• TASK REQUIREMENTS
What you return must be the lines of the data that hold the word "hiker".

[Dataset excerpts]
Content starts

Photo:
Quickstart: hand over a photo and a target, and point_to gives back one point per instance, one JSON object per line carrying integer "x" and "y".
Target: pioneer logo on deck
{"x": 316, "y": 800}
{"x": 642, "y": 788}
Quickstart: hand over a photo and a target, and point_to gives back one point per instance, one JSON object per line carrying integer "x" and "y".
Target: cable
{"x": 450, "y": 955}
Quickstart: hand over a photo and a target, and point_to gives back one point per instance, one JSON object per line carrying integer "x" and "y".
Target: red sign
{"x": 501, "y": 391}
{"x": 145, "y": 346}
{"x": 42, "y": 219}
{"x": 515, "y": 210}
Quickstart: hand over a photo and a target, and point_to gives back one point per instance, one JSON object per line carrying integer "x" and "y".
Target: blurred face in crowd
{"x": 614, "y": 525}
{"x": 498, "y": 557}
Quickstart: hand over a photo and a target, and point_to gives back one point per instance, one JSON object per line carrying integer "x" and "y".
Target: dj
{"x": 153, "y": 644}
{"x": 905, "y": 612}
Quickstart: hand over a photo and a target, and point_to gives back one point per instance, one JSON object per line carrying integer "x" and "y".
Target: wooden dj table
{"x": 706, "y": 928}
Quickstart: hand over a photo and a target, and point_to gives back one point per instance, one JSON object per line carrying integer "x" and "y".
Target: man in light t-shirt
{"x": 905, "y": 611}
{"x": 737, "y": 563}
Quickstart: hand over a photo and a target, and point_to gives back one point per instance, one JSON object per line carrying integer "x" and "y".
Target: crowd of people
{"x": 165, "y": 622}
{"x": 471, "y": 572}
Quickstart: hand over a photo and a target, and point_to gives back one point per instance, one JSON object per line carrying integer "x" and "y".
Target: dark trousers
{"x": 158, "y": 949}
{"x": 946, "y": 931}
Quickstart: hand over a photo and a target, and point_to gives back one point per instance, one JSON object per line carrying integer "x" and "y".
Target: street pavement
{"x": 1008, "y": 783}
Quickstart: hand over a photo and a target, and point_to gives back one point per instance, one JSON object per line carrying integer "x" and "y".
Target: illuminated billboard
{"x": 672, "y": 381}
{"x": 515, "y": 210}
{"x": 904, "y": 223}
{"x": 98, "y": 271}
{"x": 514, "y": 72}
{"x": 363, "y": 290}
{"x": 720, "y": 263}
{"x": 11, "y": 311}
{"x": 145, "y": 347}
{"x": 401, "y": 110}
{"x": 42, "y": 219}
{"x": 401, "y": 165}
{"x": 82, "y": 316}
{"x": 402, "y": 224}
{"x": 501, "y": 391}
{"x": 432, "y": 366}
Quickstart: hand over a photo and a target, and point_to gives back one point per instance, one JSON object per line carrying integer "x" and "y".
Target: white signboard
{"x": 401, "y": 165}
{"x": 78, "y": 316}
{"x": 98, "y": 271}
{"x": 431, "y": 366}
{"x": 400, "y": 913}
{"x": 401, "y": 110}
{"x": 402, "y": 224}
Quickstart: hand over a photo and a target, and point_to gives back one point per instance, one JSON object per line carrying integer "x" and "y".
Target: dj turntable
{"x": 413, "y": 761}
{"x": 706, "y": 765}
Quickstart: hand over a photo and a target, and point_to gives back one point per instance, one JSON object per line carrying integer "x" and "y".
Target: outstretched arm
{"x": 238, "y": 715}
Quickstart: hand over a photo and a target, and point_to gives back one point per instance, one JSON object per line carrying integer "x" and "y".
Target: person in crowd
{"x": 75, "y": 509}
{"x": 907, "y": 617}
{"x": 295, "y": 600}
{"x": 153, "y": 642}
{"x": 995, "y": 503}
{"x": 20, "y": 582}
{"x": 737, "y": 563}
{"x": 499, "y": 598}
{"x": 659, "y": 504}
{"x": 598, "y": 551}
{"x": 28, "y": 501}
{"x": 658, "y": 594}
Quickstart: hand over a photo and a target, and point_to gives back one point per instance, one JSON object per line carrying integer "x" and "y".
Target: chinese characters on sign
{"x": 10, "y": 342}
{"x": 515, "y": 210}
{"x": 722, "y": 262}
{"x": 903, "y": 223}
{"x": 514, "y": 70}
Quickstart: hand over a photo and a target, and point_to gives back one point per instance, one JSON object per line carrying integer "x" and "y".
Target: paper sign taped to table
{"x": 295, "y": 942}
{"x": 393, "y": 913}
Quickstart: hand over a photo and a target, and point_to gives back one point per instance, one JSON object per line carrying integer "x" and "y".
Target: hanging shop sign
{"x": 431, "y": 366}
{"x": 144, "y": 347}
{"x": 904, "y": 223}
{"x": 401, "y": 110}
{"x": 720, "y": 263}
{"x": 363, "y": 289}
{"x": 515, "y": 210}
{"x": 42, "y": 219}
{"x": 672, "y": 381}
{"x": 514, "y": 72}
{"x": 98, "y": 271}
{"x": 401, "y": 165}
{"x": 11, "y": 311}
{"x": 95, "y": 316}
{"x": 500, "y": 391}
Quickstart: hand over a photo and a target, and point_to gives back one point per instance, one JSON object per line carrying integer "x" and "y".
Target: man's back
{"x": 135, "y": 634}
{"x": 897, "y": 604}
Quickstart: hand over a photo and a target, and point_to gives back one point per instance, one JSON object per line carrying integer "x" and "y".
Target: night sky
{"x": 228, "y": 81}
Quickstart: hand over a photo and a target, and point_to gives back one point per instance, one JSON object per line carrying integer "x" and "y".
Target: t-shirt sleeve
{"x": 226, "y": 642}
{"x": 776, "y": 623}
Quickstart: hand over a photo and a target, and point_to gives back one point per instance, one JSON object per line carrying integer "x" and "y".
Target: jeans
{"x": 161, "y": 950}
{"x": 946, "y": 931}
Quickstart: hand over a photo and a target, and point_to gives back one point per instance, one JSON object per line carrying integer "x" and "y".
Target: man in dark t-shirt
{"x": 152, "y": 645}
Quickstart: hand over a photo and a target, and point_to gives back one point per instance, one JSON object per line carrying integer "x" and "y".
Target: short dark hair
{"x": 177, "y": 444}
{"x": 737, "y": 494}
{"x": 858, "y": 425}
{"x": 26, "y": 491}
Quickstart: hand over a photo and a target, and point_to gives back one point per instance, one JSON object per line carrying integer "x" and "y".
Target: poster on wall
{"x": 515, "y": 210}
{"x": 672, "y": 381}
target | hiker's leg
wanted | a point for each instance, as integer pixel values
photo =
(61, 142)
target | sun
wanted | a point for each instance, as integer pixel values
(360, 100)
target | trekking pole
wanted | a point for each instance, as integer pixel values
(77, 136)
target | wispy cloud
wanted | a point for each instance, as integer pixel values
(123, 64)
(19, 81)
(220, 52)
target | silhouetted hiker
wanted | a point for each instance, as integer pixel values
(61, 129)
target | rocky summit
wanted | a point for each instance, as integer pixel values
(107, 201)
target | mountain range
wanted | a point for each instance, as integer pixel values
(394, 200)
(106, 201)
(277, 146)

Content ends

• RESPONSE TO THIS EXERCISE
target | hiker's leg
target | silhouetted hiker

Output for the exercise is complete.